[Opening Document section section]

If you think it’s tough getting your trousers to hang at the chic-est few inches below the bottom of your underpants, try rolling up a blazer sleeve or holding a keytar in any manner that doesn’t scream ‘wanker’ at several thousand decibels. If we wanted to meet someone in the ‘80s, you had to arrange a precise place and time and be there; if you wanted to hook up with a member of the opposite sex we had to talk to them, face to face, looking exactly how we actually look, and subsequently sending someone a nude was a matter purely between you, the recipient, several giggling Boots shop assistants and a factory full of film developers in Darlington.
All those cool sizzling synth sounds you love? They came attached to parrot-headed divots called things like Kajagoogoo, and if you think it’s funny getting Rick-rolled, try doing it for three years solid, only he brings along a never-ending parade of equally gormless boys and girls-next-door with all the charismatic star quality of Apple Store Geniuses and one Stock, Aitken and Waterman tune between them.
If you’re bored by all the Latin pop ‘Despacito’ rip-offs clogging up the charts all summer, count yourself lucky – we had Jive Bunny megamixes and sangria-drenched pop songs by Black Lace that your parents would conga round botulism-infected swimming pools in Magaluf to. Sick to death of Lana Del Rey being pouty and miserable all the time? At least she’s not a green, nappy-wearing puppet of some unidentifiable breed of flightless bird. It’s a source of unending frustration to those of us that lived through the ’80s that its revival focuses almost entirely on the mainstream chart aesthetic of the age rather than the good stuff – The Smiths, The Cure, Pixies, Happy Mondays, The Jesus & Mary Chain. It’s like getting wistful about the middle ages by injecting yourself with undiluted plague.
It was an era of shallowness, pretence and – if my personal experience of the decade was representative – zero sex whatsoever. So I can’t wait for the first band to Lambeth Walk up to me, click their heels in the air, go “oi oi!” and kick off the ‘90s revival.
I was out for a night with ’90s aftershow Zelig Chris McCormack of Britrockers Three Colours Red the other week, which must surely be the first sign of 1995 coming back into some sort of fashion, even though it was in a swanky winery in Zagreb rather than the bar of the Reading Ramada hotel during festival weekend, just before the annual police raid and 4am fire drill.

[Closing Document section section]
[Opening Record extracts section]

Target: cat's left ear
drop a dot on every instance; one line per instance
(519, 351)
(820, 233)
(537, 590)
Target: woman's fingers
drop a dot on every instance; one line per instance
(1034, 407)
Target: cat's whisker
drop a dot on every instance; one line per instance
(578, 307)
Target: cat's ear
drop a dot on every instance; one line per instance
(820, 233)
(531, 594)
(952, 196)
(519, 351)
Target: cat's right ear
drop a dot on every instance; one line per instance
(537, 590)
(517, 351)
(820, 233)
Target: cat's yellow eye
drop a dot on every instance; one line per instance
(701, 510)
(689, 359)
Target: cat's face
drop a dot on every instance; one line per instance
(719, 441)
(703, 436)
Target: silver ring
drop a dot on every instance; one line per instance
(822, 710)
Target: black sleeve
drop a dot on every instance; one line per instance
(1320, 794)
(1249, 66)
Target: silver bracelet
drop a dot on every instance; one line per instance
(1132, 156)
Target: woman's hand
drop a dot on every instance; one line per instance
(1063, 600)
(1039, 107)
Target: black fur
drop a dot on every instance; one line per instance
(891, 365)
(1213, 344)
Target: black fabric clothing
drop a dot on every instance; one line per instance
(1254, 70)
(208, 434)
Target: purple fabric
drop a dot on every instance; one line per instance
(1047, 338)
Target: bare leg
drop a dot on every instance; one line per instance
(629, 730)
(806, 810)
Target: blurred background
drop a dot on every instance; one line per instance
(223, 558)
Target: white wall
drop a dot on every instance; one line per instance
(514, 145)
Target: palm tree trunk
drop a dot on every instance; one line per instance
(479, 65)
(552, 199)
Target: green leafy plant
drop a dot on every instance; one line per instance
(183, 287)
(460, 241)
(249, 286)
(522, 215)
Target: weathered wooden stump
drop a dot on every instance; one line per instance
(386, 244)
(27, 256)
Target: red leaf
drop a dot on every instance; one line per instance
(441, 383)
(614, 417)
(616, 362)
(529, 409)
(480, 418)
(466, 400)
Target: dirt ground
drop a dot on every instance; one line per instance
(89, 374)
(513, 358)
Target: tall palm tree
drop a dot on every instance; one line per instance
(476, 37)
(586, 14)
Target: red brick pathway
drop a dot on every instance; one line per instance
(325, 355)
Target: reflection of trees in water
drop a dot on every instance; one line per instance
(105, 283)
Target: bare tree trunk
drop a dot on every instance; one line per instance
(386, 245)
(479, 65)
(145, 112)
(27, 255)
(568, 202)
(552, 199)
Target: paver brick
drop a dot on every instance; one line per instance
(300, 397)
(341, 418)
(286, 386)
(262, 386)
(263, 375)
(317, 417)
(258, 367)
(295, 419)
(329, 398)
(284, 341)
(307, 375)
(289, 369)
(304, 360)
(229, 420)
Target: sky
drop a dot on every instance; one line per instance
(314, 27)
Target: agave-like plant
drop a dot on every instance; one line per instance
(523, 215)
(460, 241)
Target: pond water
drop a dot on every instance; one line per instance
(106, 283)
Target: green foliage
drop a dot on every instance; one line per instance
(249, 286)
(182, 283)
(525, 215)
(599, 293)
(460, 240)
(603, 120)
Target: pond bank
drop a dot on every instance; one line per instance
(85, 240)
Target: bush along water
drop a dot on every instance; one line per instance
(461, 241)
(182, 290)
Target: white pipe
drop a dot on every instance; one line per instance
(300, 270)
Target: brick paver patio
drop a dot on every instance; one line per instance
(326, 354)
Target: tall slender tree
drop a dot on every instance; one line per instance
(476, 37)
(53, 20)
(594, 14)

[Closing Record extracts section]

*What you need to do*:
**A)** From the piece on the '80s revival, give the passage starting with "All those cool" and going on through "tune between them." again, substituting "Spandau Ballet" for "Kajagoogoo".
**B)** In the piece on the '80s revival, which bands does the writer name as the good stuff of that decade?
**C)** Continue the piece on the '80s revival from where it stops.

*Expected responses*:
**A)**
All those cool sizzling synth sounds you love? They came attached to parrot-headed divots called things like Spandau Ballet, and if you think it’s funny getting Rick-rolled, try doing it for three years solid, only he brings along a never-ending parade of equally gormless boys and girls-next-door with all the charismatic star quality of Apple Store Geniuses and one Stock, Aitken and Waterman tune between them.

**B)** The Smiths, The Cure, Pixies, Happy Mondays and The Jesus & Mary Chain.

**C)**
But even then, I worry for the future direction of revivals. After the ’90s revival winds up around 2026 and the ’00s revival of heroin-addled shamble-indie ends with a mercifully brief Pigeon Detectives comeback in 2034, what then?
How could anybody revive the ’10s, a decade lacking any fundamental, defining aesthetic or sonic characteristics? What would that even be? Ironic post-racism? Twerk yoga? Underground punk acts slipping in drainpipe EDM noises and snippets of lyrics from ‘The Shape Of You’?
The music industry has become so adept at regurgitating the past that the biggest musical genre of the current era is a sort of reformed Brit Awards/X Factor version of classic soul – if there was a ‘10s revival decades hence, would we even notice it, or would we just think it was the latest in a ceaseless chain of production-line Lewis Capaldis?
So let’s forgo chronology. Instead of a ’90s revival, let’s have a communal return to the 1920s – clubs full of bob-haired flappers trying to do the Charlston to ‘Hey Ya’ on ketamine.
Or maybe the release of the smallpox virus from the melting permafrost will prompt a 1640s revival, a generation of mead-swilling cavaliers shredding lutes and trying to make EDM-speed beats on tibors to soundtrack the Brexit Civil War. Better still, perhaps Rory Stewart’s confession of opium use might kick off an 1810s revival full of foppish poets ripped off their cravats on laudanum and penning symphonies about the ineffable allure of Kylie Jenner.
Anything but more sizzling retro synths, please. I wasted enough of my life in the ‘80s, I don’t wanna waste no more.